**Objectif**.
Dans le texte sur l'origine sociale et la scolarité, traduisez en anglais la phrase « En 1962, 12,3 % des élèves issus d'un milieu ouvrier obtenaient le baccalauréat, alors que 55,3 % d'enfants de cadres supérieurs réussissaient ce même examen. »

───── Extrait du texte ─────

2.1. L’évolution des exigences sociales

A considérer l’origine sociale et son influence prépondérante sur la scolarité des enfants, on coupe court à toute remédiation alors inutile. On assiste à un enfermement de l’enfant dans son groupe d’origine, la ségrégation est davantage sociale que scolaire. Partant de ce constat, « la réussite scolaire se joue ailleurs qu’à l’école » 52 et celle-ci ne fait qu’accentuer une situation déjà stigmatisante.Il apparaît, avec les enseignants interrogés, que le milieu familial a une influence sur les résultats scolaires.

Pour Jean-Marie Gillig, on ne peut nier l’influence du milieu social sur la scolarité de l’enfant, même si les écarts entre les différents niveaux sociaux tendent à se réduire. En 1962, 12,3 % des élèves issus d’un milieu ouvrier obtenaient le baccalauréat, alors que 55,3 % d’enfants de cadres supérieurs réussissaient ce même examen. En 1980, respectivement 25,3 % et 74,1 % des mêmes populations étaient bacheliers 53 . Jean-Claude Barrat indique que « la pauvreté économique n’a pas forcément une incidence sur les capacités cognitives des enfants » 54 .

───── Données fournies ─────

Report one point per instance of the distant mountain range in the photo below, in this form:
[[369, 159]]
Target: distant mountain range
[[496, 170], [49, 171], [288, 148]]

─────

**Réponse ci-dessous**.
In 1962, 12.3% of students from a working-class background earned the baccalauréat, while 55.3% of children of senior executives passed that same exam.